◆ **THE REQUEST**:
Count the lines below that contain the string "every", with uppercase and lowercase treated as different, and give only the number.

◆ **AVAILABLE DATA**:
________________________
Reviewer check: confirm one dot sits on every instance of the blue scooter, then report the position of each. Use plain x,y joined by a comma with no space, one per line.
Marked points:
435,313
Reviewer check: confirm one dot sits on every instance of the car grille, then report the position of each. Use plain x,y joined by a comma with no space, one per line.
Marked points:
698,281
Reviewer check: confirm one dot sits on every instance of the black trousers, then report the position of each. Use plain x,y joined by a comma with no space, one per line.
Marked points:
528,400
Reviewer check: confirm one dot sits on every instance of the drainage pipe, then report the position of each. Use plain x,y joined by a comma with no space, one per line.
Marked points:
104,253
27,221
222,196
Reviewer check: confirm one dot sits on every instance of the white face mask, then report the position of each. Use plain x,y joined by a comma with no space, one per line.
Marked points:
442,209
________________________
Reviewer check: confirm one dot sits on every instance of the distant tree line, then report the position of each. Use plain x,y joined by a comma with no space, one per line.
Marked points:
________________________
◆ **WORKED ANSWER**:
6